CHALLENGE:
Only the lines from the one containing "Q: Place a marker on the dark" through the final line of the material below should be output, exactly as they stand.

PROVIDED INFORMATION:
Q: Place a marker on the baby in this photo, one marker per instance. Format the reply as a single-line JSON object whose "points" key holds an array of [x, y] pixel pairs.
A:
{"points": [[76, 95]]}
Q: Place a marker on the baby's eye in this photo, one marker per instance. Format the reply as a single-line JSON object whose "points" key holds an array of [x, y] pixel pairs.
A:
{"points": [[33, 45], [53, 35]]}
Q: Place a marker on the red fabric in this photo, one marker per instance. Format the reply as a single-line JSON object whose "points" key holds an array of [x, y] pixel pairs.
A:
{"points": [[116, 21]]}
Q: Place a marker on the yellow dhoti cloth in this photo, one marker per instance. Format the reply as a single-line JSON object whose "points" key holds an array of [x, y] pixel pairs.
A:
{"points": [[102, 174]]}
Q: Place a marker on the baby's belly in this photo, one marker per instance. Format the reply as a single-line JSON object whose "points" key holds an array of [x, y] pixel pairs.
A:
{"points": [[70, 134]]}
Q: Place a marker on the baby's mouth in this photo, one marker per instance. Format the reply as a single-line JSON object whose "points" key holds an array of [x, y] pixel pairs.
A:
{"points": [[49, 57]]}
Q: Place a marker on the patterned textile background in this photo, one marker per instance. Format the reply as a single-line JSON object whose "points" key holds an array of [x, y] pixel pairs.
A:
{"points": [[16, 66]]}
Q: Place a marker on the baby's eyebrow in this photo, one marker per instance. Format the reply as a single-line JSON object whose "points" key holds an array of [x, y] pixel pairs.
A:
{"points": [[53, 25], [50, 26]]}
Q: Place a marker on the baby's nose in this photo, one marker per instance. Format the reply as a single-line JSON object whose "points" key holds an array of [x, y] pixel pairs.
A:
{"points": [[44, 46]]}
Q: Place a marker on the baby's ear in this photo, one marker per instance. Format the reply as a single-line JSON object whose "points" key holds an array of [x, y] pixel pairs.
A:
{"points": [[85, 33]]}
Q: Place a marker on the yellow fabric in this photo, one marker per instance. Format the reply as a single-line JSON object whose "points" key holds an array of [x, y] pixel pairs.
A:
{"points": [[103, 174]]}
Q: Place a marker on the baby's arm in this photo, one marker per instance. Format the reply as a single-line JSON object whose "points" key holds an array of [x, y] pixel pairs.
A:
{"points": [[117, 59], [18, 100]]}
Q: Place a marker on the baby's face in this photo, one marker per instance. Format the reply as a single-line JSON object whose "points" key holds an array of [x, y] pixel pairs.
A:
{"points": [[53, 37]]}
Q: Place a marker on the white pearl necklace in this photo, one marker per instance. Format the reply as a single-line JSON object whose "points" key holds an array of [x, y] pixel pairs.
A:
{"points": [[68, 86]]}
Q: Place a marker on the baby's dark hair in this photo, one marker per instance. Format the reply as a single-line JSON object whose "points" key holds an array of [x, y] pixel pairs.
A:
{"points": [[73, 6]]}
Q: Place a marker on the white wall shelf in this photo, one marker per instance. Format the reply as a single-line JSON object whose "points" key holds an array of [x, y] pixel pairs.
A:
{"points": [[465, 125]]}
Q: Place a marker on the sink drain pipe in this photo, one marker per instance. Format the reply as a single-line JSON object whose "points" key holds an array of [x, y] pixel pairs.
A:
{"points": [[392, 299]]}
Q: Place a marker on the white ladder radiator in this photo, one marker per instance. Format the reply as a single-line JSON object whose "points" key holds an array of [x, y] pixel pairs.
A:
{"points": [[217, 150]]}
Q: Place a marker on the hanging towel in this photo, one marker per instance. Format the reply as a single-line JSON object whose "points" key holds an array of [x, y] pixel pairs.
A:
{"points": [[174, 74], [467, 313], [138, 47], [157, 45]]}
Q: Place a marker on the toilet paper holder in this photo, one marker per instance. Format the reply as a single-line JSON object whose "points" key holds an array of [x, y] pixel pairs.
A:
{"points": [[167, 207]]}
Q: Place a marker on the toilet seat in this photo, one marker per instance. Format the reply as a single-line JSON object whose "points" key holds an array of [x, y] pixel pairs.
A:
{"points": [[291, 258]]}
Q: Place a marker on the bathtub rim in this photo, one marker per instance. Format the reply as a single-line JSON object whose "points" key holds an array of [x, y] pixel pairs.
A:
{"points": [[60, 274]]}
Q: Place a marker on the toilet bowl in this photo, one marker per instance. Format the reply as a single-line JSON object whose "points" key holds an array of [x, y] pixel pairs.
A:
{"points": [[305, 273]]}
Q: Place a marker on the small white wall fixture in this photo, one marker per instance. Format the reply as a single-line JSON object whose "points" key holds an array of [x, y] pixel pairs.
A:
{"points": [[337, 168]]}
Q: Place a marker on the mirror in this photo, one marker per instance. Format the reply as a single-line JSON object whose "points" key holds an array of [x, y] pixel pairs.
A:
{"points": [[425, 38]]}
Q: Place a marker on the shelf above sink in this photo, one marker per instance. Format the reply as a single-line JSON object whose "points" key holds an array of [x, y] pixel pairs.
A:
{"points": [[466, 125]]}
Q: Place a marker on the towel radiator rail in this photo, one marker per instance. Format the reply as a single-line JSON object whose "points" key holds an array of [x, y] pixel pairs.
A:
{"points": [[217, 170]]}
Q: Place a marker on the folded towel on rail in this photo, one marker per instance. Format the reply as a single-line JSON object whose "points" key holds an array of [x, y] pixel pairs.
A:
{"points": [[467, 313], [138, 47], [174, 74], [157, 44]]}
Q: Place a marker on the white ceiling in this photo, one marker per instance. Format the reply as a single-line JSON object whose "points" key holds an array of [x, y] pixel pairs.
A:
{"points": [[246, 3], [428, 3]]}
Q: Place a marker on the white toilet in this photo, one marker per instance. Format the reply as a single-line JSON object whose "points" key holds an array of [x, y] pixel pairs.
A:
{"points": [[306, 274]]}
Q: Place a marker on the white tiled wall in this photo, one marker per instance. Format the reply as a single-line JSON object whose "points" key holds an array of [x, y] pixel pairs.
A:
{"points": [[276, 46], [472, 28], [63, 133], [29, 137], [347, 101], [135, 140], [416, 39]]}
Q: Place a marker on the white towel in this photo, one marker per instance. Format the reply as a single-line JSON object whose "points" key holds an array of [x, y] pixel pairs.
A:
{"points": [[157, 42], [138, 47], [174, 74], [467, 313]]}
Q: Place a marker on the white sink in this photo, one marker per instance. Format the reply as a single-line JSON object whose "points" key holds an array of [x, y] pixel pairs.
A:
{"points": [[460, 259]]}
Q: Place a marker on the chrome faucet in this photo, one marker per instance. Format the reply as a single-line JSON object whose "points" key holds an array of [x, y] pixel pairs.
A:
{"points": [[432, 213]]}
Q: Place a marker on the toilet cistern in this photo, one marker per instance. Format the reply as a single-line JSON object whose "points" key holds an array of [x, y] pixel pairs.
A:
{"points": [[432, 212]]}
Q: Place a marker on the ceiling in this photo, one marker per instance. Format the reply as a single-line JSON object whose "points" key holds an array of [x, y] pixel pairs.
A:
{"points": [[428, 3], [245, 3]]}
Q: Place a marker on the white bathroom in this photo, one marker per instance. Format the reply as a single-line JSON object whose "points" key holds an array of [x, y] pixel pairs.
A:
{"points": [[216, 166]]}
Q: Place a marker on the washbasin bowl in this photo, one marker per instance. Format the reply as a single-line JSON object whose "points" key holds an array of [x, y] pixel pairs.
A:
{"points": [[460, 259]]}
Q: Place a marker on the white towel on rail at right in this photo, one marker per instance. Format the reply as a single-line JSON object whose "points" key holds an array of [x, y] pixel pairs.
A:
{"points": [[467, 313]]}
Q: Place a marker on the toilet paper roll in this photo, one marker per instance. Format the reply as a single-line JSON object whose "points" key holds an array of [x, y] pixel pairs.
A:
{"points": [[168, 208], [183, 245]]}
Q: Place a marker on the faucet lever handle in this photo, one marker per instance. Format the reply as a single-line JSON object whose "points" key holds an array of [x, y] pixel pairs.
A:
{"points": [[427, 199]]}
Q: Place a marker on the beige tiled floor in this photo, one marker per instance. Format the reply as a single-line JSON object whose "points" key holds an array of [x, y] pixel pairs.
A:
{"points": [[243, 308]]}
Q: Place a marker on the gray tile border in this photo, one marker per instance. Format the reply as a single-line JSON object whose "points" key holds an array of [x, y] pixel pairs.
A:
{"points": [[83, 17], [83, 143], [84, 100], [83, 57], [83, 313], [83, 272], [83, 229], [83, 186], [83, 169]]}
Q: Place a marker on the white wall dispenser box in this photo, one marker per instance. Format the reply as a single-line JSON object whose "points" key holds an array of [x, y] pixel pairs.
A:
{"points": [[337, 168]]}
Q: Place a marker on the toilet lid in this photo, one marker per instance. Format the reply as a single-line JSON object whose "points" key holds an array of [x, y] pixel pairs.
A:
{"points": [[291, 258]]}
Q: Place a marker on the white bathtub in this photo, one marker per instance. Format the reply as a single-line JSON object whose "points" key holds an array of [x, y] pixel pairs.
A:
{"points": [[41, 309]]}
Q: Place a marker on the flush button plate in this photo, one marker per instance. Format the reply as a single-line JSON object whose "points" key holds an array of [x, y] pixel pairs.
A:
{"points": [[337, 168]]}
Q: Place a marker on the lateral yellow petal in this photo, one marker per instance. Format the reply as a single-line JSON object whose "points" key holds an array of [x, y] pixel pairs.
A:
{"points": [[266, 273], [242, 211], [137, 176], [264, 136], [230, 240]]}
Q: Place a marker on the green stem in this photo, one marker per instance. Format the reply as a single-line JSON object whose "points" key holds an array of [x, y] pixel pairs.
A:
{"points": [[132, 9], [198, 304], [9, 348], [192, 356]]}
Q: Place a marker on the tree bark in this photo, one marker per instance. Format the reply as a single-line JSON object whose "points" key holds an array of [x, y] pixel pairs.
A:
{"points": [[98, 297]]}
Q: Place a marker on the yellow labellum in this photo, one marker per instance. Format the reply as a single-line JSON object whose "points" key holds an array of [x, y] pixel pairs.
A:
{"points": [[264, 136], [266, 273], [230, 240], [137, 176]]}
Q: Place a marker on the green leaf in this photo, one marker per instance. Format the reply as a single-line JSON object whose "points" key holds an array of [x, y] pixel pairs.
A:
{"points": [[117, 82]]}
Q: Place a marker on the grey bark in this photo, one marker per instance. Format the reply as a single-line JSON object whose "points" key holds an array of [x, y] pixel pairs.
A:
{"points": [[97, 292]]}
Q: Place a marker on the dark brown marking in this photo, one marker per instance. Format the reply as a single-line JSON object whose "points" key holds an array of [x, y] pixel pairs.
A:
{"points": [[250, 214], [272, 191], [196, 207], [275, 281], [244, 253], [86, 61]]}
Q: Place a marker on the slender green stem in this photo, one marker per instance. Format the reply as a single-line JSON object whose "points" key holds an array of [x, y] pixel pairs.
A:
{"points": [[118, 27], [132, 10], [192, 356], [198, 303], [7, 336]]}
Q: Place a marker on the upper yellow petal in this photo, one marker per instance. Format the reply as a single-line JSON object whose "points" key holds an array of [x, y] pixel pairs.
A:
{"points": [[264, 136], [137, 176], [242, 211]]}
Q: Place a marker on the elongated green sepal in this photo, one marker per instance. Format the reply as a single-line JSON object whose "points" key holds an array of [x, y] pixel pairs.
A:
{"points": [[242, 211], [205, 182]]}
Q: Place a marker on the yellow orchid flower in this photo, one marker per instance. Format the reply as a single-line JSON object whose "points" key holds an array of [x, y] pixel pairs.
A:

WRITTEN ANSWER:
Q: Place a marker on the dark brown marking in this photo, one marker per instance. Format the reply as a single-line JSON object whose "points" key holds an array of [x, y] pixel pairs.
A:
{"points": [[250, 214], [272, 191], [196, 207], [275, 281], [244, 253], [86, 61]]}
Q: Place a marker on the slender green stem in this photo, one marker per instance. Format the reply as a single-line JSON object whose "points" key holds an array of [x, y] pixel pairs.
A:
{"points": [[118, 27], [132, 10], [192, 356], [198, 303], [7, 336]]}
Q: Place a marker on the upper yellow petal in this photo, one marker per instance. Format the reply as a single-line JSON object whose "points" key holds an array of [x, y] pixel pairs.
A:
{"points": [[264, 136], [137, 176], [242, 211]]}
Q: Place a marker on the elongated green sepal in this photo, one marker per instance. Format the reply as a single-line JSON object whose "points" key holds an array of [x, y] pixel pairs.
A:
{"points": [[242, 211], [205, 182]]}
Q: Place a marker on the yellow orchid flower in this photo, one marker per instance. Format the reply as a single-line JSON object whose "points" key holds an array of [x, y] pixel pairs.
A:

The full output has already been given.